# Available records start
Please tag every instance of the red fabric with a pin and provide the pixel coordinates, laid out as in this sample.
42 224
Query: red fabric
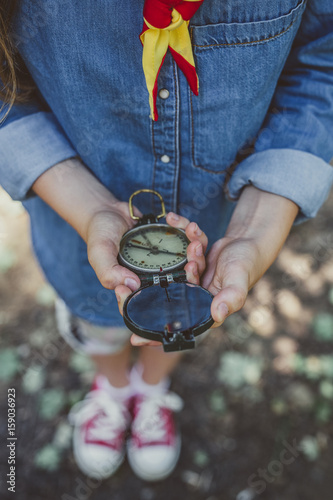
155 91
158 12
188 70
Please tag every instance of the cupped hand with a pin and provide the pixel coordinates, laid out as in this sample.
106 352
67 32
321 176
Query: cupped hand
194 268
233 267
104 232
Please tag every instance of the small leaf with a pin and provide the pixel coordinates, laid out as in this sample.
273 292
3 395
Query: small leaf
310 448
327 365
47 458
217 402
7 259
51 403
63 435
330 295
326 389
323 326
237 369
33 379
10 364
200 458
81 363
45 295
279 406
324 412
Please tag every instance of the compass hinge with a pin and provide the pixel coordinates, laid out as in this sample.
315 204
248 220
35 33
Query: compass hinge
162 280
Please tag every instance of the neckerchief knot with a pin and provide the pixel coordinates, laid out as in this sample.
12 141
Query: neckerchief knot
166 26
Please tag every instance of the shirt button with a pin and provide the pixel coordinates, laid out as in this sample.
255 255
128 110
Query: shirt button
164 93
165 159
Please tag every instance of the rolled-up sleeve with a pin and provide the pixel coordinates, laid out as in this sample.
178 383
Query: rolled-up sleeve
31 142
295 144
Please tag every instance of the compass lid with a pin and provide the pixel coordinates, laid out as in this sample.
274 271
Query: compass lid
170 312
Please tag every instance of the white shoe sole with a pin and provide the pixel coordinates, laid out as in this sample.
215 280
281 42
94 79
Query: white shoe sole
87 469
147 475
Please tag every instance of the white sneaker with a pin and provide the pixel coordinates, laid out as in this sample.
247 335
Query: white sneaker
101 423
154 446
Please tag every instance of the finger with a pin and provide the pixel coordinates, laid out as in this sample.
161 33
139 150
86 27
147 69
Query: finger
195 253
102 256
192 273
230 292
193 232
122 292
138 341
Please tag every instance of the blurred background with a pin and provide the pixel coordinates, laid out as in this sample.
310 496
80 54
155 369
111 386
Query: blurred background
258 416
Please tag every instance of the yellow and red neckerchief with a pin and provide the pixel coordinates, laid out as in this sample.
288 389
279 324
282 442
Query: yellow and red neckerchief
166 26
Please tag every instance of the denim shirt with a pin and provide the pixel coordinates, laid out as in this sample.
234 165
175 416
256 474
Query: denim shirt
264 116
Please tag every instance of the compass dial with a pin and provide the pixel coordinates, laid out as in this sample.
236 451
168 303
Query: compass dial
# Available records end
[What is being asked] Reproduce the material above line for line, omitting the pictures.

[Response]
Please tag every instance of the red fabric with a pin and provide the pixel coordinates, laid out as in this sample.
42 224
Query: red fabric
155 91
158 12
188 70
Please tag every instance of the cupped hand with a pin and provide the pixel coordinates, laid out as in this sample.
106 352
67 32
321 176
Query: cupped hand
194 268
233 267
104 232
Please tag every instance of the small leaf with a pin and provide the pixel coordinates, laid out as in this sample.
273 292
3 395
Query: small leaf
310 448
327 365
47 458
217 402
7 259
51 403
63 435
330 295
326 389
323 326
237 369
33 379
10 364
200 458
81 363
45 295
279 406
324 412
Please tag every instance of the compass hinge with a pin and provide the pixel coordinates, laid out as in this sample.
315 204
248 220
35 33
Query: compass hinge
162 280
Please tag every instance of the neckerchief knot with a pin and provide the pixel coordinates, laid out as in this sample.
12 141
Query: neckerchief knot
166 26
Please tag every instance of the shirt button with a pin and provide the pixel coordinates, laid out as in this sample.
255 255
128 110
Query: shirt button
164 93
165 159
Please tag every instance of the rolled-up sleeve with a pin and provide the pixel coordinates, laid out as in this sample.
178 383
Query: rolled-up sleeve
31 142
295 144
Please tag every instance of the compass lid with a pin and provide the pixel coordinates, laid out as in this sample.
274 271
Query: compass lid
170 312
Please tag every instance of the white shoe sole with a pin and provide the pixel coordinates, laid out as in this sample.
215 280
281 42
94 79
Query: white shoe sole
87 469
147 475
Please tag every instance of the white sneaker with a pin and provide the pixel coordinates, laid out as in this sample.
247 335
Query: white sneaker
101 423
154 446
Please tag every instance of the finger with a pin and provide the pixel coordinates, laid out as in this sample.
161 33
139 150
86 27
147 69
Query: finger
195 253
102 256
192 273
230 292
193 232
122 292
138 341
Please tag every instance of the blurred background with a pin and provide the pixel coordinates, laid out as in this sample.
310 496
80 54
155 369
111 386
Query: blurred background
258 416
Please tag every instance of the yellow and red neckerchief with a pin and provide the pixel coordinates, laid out as in this sample.
288 389
279 324
282 442
Query: yellow and red neckerchief
166 26
Please tag every instance of the denim shirt with a pin and provide the pixel coordinates, laid out as in this sample.
234 165
175 416
256 474
Query: denim shirt
264 116
Please tag every instance of the compass dial with a pin and provide the pixel coordinates, laid out as in this sample.
236 451
168 303
Query: compass dial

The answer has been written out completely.